» **Task goal**:
Using the article on racial identity in genetic research, explain in one to three sentences why the higher share of African-ancestor DNA in X chromosomes can be traced to male slave owners.

» **Given text**:
=-=-=

Noting the Social Aspects of Racial Identity in Genetic Research is Vital to Improving Healthcare
In a recent New York Times article, “Tales of African-American Identity Found in DNA,” Carl Zimmer explains that new genetic research on individuals identifying as African American confirms historical accounts and provides new details about a past that was often not recorded. It’s exciting to see that scientists are following a larger trend that can be observed in any number of fields (from genetics to history to literature), which involves an epidemiological correction, a shifting of the predominant focus of study away from males of European descent as if they were representative of the whole species.
To be clear, what makes this so laudable has nothing to do with “politically correct” sensibility or inclusivity for its own sake. The findings that are emerging, after at last moving away from overreliance on an unrepresentative minority population, are of such crucial medical importance that they help validate inclusivity as the default position for research of nearly any kind. I’d like to suggest, however, that a more deliberately interdisciplinary approach would make this transition to diversifying one’s research focus even more productive and valuable.
Zimmer notes several details that confirm what historians and scholars of African-American literature and culture already know about the experience of people of African descent who were enslaved in the United States (and in other regions of the Americas, for that matter). For example, the higher percentage of DNA from African ancestors in X chromosomes among the population studied is a result of male slave owners forcibly impregnating their female slaves. (This can be determined because fathers pass on either X or Y chromosomes while mothers pass on only X.) That this material evidence of what has been handed down as stories of abuse exists in the genes of living people should give us pause—it asserts the very real influence of past violence through its continued material existence and confirms the story of victims whose experience was not often the official account. It also suggests that fields of study and the different paths of inquiry that they follow are not that dissimilar after all—historians, literary scholars, and geneticists can arrive at the same conclusion by examining different evidence.
Sometimes, however, scholars of varying disciplines differ in their interpretation of information. These conversations can be productive and we should encourage more of them. Zimmer mentions, for example, that this latest study “does not include a historian among its authors” and notes that some disagreement exists between scholars about what conclusions we can draw from its findings. For example, theories about which people left the South and why differ between two scholars Zimmer interviews, Simon Gravel (a geneticist at McGill University) and Alondra Nelson (a sociologist at Columbia University). Geneticists can analyze statistical evidence of biological similarities, but it is difficult to fully explain human behavior based on genetics as it often depends on a variety of factors. We could come to a richer understanding of genetic research by organizing deliberate conversations across disciplines.
Geneticists might also produce richer and more effective research on racial categorization by consulting scholars of literary and cultural studies who focus on race. Indeed, the way information about racial categorization is articulated has significant influence on our perceptions and even on medical practice, as indicated by Kelly Hoffman’s research on pain management at UVA, for example. Scientists, Zimmer notes, hope to improve healthcare with studies that can provide information on how “genes influence … risk for various diseases,” but beliefs about racial categorization and biological differences must also be scrutinized. Significantly, these beliefs are often articulated in language that goes unexamined. For example, a study titled as one on “African-American genetics” could be suggesting correlations that it does not mean to imply simply through its articulation of the topic.

=-=-=

» **Records**:
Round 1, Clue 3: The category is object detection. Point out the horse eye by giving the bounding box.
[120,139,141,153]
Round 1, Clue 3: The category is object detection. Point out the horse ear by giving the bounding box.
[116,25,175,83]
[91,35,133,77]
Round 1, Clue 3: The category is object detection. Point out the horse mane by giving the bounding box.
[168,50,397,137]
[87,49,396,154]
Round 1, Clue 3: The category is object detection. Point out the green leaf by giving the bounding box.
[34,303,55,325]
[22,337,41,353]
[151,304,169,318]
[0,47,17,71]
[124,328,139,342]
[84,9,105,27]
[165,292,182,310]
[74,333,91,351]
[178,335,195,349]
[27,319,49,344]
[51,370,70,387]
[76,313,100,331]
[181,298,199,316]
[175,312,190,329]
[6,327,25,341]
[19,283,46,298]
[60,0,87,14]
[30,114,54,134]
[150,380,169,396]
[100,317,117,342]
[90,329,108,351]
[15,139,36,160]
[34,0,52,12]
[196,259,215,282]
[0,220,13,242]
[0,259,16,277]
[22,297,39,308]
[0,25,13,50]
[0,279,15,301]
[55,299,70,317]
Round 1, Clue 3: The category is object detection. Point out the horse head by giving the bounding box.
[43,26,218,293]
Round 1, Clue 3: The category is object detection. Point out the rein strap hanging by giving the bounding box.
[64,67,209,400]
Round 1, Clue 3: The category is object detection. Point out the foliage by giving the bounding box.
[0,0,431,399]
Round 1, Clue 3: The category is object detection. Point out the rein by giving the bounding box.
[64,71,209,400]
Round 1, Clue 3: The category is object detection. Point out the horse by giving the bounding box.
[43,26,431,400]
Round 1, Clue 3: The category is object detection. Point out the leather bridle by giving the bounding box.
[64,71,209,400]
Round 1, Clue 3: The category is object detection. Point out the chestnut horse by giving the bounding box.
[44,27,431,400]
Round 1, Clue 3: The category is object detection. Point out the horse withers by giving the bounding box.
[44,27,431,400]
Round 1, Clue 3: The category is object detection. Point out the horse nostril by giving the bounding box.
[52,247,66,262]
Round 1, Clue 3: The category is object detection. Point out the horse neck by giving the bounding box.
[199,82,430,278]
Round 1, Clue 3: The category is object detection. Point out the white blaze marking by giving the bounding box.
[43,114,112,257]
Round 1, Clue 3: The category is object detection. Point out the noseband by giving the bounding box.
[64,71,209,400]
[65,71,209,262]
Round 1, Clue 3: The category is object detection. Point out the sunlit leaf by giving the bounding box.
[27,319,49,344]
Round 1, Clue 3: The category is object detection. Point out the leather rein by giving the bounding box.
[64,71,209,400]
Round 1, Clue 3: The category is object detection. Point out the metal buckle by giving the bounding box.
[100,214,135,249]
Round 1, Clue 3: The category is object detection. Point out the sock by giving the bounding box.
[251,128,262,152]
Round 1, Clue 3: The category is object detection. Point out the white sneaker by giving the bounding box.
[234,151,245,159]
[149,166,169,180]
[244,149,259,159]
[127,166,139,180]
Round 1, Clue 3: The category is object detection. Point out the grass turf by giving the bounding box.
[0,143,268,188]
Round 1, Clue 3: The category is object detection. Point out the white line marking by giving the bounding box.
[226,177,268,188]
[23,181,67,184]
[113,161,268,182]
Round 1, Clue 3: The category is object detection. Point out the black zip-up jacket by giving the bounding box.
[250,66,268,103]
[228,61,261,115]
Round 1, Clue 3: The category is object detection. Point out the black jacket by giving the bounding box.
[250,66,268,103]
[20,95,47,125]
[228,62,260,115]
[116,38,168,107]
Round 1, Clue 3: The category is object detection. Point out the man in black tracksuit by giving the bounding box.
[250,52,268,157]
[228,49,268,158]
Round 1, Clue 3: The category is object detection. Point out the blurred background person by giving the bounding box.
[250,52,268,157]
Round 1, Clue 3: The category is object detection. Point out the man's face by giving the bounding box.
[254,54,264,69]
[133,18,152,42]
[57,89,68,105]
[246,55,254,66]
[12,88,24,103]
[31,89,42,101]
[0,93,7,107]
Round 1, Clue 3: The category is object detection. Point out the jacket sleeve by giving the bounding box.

=-=-=

» **Result for this exercise**:
The article attributes the higher percentage of DNA from African ancestors in X chromosomes to male slave owners forcibly impregnating their female slaves. It says this can be determined because fathers pass on either X or Y chromosomes, while mothers pass on only X.